_Text provided_.
--------------------------------------------------
Sunday, 17 October 2010
16 directions in sample music by James Melendrez, AKA The Superfools....
"There's nothing wrong with emulation", as the track goes. Emulation has become, to a degree, almost inevitable in the world of sample music, where recurring stylistic motifs and juxtaposition techniques have settled into a recognisable, and effective, language. The plunderphonics movement and associated artists created and developed this language through the 1980s-1990s, stylistic innovations often running parallel to technological developments.
The German sample composer Vernon Lenoir (who will also release shortly on Chinstrap), once described the contemporary approach to sample composition, with reference to the effect of versatile sequencing technologies, as "music without limits" - that's to say, music that can be constantly shapeshifted, seamlessly transformed, with endless possible permutations not allied to any stylistic school.
The music on this album, by James Melendrez AKA The Superfools, sits on the border of "traditional" plunderphonics style sample music, and something altogether more personal and idiosyncratic. The "Exercise" pieces are comic juxtapositions of work-out records with easy-listening, but achieved with a grace and finesse that renders them hugely listenable. "Mary's Popins" takes a nostalgic conversation between Julie Andrews and songwriter Robert Sherman and delicately cuts it into a subtle absurdity. Vitally, all of The Superfools recordings hum with the crackle of dusty vinyl.
--------------------------------------------------
_Records from a data source_.
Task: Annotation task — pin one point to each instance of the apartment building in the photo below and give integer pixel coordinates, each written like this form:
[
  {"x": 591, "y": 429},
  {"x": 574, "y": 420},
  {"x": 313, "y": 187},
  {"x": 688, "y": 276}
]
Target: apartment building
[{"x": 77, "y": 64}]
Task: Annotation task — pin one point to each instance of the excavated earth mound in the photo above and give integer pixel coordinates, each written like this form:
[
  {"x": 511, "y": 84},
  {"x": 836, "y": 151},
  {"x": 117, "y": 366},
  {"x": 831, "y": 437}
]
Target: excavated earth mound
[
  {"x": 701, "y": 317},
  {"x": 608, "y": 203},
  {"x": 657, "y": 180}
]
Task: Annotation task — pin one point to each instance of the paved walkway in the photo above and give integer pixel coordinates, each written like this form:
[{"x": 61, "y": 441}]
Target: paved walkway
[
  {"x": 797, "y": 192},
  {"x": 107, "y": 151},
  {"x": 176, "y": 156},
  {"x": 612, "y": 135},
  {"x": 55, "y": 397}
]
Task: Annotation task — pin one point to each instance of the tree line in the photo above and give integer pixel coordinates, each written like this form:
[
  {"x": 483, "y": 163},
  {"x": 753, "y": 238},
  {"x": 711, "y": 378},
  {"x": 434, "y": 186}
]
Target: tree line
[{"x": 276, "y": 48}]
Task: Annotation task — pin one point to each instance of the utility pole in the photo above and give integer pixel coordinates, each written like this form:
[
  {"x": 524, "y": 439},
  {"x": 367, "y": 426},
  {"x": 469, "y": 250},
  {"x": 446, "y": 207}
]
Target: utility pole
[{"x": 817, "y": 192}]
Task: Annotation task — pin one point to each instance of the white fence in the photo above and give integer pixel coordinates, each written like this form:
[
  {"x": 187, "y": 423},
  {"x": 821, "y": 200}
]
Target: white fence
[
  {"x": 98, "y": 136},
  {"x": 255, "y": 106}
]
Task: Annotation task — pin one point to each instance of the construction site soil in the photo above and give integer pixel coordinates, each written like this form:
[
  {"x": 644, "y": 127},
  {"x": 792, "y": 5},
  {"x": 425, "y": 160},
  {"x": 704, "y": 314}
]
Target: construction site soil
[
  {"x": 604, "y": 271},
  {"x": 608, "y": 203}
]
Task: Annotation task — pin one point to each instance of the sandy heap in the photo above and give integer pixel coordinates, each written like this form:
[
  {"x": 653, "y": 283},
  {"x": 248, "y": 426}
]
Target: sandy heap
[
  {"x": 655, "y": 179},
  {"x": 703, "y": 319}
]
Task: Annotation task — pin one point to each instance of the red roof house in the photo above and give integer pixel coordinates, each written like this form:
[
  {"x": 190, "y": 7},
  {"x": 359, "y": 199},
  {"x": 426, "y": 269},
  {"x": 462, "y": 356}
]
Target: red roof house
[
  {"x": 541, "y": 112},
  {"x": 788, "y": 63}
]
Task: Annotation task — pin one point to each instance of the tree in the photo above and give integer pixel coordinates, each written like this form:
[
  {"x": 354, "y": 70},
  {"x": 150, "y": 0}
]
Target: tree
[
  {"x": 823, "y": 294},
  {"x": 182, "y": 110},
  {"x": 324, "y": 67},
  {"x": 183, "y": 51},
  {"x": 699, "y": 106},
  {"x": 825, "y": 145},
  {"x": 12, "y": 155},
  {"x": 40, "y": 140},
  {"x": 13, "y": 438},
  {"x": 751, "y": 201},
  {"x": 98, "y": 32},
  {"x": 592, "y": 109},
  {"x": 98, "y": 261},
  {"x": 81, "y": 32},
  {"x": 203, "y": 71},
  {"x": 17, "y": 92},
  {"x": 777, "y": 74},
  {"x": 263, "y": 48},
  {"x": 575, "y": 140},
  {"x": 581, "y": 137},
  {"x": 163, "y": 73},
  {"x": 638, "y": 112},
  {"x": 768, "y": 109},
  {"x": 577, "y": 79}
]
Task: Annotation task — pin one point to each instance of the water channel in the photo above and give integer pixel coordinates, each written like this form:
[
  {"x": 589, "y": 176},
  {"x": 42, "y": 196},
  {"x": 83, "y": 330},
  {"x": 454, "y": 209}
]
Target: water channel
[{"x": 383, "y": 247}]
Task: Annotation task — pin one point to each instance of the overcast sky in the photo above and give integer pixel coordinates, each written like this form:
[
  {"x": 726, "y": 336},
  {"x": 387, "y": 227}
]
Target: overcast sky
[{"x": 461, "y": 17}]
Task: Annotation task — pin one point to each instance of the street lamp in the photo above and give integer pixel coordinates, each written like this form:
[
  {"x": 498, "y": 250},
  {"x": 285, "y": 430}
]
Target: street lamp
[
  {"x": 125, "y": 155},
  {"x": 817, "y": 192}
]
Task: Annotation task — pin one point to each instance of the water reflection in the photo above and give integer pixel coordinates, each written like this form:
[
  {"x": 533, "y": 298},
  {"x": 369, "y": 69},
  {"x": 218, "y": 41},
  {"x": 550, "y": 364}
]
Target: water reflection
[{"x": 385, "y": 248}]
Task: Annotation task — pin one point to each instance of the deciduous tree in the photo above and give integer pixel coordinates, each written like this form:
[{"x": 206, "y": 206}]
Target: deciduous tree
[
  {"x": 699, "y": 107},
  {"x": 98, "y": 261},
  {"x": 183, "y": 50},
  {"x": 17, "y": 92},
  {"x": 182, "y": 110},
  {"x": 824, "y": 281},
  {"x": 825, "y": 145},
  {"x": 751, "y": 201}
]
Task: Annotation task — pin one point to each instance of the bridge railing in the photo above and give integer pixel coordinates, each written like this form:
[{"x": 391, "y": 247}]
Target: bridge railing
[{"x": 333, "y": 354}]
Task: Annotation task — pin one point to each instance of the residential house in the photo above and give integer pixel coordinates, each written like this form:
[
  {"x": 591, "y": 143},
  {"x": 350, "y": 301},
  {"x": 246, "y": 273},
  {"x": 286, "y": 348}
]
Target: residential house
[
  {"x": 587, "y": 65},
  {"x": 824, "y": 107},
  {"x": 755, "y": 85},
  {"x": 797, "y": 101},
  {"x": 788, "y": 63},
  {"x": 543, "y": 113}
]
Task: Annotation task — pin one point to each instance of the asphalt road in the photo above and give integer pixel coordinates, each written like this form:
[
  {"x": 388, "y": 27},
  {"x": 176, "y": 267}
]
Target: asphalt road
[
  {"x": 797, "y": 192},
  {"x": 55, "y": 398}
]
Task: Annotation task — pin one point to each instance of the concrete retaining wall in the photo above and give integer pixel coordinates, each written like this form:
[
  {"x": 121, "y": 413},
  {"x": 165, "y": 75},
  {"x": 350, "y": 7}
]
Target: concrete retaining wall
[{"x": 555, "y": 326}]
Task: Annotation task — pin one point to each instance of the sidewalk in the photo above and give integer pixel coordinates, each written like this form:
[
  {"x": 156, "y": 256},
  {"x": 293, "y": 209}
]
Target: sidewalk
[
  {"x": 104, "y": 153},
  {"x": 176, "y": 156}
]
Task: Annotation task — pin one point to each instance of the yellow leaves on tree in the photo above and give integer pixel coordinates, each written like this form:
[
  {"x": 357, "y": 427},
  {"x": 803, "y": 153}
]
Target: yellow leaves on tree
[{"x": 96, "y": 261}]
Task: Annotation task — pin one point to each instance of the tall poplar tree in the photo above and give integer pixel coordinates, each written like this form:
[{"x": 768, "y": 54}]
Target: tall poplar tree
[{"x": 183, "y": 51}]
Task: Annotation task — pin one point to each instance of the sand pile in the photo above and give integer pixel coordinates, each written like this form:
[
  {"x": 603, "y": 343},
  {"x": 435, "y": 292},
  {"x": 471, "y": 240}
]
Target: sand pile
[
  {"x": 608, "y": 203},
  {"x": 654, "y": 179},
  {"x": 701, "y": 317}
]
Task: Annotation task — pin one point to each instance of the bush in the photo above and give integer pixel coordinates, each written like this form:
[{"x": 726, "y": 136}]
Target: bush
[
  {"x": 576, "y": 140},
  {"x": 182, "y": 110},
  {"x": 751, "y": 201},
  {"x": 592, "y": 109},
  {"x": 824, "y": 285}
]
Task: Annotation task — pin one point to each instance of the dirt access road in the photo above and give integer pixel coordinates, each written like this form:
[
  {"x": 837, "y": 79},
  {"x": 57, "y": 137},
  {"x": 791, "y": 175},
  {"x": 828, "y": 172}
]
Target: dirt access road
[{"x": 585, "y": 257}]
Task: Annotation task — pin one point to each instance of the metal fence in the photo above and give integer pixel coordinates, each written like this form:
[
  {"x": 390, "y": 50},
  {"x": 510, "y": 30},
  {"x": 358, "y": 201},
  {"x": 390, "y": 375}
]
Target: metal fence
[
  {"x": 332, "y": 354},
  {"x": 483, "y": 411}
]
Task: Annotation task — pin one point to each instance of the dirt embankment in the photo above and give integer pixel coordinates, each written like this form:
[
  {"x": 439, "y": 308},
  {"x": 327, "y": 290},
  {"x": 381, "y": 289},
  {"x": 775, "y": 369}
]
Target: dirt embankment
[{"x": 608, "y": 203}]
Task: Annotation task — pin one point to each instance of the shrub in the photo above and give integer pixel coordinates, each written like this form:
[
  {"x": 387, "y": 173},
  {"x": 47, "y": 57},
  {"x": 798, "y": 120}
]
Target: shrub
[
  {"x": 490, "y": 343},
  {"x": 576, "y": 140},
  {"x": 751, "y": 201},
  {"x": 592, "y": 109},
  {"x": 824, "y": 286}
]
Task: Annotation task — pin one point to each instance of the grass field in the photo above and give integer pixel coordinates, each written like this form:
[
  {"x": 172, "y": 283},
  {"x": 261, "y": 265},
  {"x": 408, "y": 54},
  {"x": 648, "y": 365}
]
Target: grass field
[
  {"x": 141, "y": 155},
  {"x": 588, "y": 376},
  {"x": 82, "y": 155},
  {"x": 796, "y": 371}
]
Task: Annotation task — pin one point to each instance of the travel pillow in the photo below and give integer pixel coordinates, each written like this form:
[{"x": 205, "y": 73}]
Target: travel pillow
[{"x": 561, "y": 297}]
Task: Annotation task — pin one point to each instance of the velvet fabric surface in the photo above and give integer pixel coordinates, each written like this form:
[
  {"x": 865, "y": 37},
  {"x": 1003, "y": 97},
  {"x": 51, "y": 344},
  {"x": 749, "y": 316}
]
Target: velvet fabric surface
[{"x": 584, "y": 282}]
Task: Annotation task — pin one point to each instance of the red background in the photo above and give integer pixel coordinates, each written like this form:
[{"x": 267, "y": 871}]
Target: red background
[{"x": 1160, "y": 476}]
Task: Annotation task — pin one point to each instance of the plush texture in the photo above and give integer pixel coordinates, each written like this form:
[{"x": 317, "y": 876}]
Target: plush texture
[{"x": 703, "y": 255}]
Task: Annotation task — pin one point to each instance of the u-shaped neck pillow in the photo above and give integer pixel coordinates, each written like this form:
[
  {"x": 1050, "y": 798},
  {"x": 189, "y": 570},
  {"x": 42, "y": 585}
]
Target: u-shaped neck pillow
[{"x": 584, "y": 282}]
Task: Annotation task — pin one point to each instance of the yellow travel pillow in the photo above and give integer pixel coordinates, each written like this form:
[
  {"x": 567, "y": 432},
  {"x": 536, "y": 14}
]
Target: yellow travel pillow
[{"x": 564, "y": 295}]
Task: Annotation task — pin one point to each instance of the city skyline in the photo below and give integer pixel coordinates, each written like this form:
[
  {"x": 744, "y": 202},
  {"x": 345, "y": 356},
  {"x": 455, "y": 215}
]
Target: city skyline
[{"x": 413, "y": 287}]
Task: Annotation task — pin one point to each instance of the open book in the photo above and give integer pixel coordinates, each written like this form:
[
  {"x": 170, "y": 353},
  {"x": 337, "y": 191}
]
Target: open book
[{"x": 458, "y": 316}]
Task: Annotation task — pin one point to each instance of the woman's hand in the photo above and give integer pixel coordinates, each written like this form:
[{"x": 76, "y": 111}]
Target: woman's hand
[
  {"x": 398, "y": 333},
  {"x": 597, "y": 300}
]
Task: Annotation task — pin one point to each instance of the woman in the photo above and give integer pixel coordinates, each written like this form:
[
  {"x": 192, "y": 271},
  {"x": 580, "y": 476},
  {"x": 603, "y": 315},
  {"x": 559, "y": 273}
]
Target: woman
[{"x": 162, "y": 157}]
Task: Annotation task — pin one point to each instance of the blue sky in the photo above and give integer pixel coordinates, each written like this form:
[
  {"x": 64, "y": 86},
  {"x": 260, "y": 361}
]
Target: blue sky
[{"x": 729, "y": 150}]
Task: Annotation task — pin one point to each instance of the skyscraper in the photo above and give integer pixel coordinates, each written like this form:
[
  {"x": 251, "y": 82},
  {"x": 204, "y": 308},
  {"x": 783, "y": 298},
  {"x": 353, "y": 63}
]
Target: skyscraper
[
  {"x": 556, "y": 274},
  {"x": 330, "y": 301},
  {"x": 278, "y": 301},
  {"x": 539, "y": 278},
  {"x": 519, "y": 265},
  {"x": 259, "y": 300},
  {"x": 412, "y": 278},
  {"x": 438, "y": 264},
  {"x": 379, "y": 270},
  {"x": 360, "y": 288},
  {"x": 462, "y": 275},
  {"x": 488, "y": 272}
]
--------------------------------------------------
_Exercise prompt_.
Sum up the post on The Superfools album in two sentences.

_Solution to this problem_.
Emulation has become almost inevitable in sample music, whose recognizable language was developed by the plunderphonics movement through the 1980s-1990s, and the composer Vernon Lenoir has described the contemporary approach as "music without limits." The album by James Melendrez, AKA The Superfools, sits between traditional plunderphonics and something more personal, with comic "Exercise" pieces that mix work-out records with easy-listening, a delicately cut conversation between Julie Andrews and Robert Sherman in "Mary's Popins," and the crackle of dusty vinyl throughout.